- Description of the task
Extract every line starting at the line that contains "Please place a point on the bush" and ending with the final line of the data, inclusive; give only those lines, word for word.

--- begin Entries shown ---

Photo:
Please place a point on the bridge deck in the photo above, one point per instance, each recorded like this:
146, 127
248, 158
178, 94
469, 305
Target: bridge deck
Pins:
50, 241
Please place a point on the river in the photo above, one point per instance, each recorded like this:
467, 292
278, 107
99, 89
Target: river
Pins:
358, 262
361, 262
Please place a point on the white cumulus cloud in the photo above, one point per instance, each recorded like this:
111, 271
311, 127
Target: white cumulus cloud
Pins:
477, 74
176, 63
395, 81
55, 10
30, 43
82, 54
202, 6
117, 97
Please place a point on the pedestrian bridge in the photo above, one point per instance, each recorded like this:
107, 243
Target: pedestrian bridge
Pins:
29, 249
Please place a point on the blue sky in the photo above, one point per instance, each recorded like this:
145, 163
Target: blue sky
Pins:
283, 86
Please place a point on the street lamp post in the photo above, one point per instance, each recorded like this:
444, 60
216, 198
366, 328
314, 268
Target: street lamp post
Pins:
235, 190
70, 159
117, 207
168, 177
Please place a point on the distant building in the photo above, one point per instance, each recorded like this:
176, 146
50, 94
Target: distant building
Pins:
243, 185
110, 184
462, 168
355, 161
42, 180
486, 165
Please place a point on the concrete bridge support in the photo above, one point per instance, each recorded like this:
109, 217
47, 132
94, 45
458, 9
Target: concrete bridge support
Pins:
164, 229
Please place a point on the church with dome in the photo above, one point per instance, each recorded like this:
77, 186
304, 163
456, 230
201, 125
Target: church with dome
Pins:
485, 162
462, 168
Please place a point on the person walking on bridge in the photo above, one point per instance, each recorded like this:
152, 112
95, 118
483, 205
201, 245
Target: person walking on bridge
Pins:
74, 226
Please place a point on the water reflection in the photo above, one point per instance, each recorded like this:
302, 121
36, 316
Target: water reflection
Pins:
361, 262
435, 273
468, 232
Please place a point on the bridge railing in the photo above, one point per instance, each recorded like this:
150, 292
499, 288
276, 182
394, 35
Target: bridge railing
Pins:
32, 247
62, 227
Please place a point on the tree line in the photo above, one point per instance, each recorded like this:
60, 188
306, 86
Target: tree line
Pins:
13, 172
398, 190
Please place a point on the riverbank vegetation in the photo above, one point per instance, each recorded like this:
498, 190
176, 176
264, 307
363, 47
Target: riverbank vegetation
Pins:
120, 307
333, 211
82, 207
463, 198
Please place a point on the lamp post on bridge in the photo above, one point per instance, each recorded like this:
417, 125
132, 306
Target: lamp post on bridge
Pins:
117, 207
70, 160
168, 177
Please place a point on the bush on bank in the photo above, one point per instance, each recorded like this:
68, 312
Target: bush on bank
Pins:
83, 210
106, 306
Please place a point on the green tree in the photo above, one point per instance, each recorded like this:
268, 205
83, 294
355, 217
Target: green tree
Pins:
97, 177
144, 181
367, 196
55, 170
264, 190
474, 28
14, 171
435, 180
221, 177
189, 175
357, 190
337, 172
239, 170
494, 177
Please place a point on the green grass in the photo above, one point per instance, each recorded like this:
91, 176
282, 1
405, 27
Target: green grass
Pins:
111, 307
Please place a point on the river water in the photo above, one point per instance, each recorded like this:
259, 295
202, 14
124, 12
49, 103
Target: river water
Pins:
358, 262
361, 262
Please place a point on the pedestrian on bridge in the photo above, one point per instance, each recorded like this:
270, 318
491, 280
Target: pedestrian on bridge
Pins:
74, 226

--- end Entries shown ---

- Task output
Please place a point on the bush on bank in the photo above, one point per instance, each recorded like this:
68, 312
Target: bush on bank
Pins:
83, 210
106, 306
Please place a point on the green tree in the photo above, one point per instance, each recorded like this:
268, 205
83, 294
355, 217
Target: green tree
Pins:
97, 177
144, 181
367, 196
55, 170
264, 190
474, 28
14, 171
435, 180
221, 177
189, 175
357, 190
337, 172
239, 170
494, 177
Please place a point on the green grass in the photo above, one point per instance, each recorded like this:
91, 176
282, 1
405, 27
Target: green grass
Pins:
111, 307
Please place a point on the river water in the photo above, one point per instance, each recorded like this:
259, 295
202, 14
124, 12
49, 103
Target: river water
Pins:
358, 262
361, 262
Please place a point on the pedestrian on bridge in the photo above, one point per instance, each recorded like this:
270, 318
491, 280
Target: pedestrian on bridge
Pins:
74, 226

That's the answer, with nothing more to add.